Written task: Write out the material below word for word and line for line, leaving out the pictures.

:: Records to process ::

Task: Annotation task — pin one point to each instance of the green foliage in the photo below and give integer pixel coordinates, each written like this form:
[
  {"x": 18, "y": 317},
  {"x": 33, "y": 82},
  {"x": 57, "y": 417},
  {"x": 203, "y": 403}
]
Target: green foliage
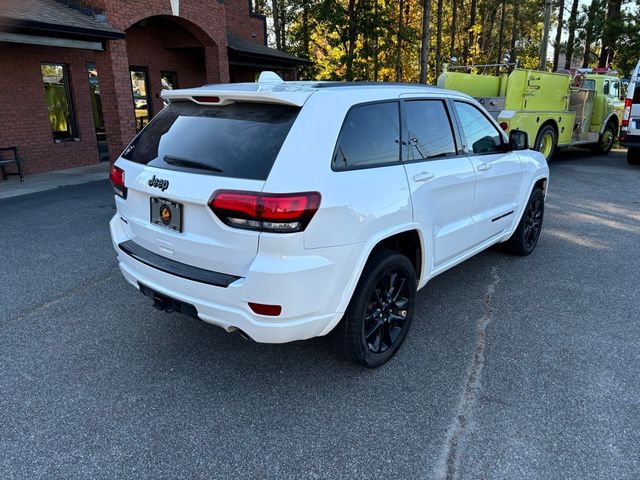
[{"x": 358, "y": 39}]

:::

Solved exercise:
Task: Annotation task — pin one point to each instance of the green foliage in the photo below and give integer pixel coordinates, each written like this form:
[
  {"x": 18, "y": 317},
  {"x": 33, "y": 82},
  {"x": 57, "y": 417},
  {"x": 203, "y": 403}
]
Target: green foliage
[{"x": 358, "y": 39}]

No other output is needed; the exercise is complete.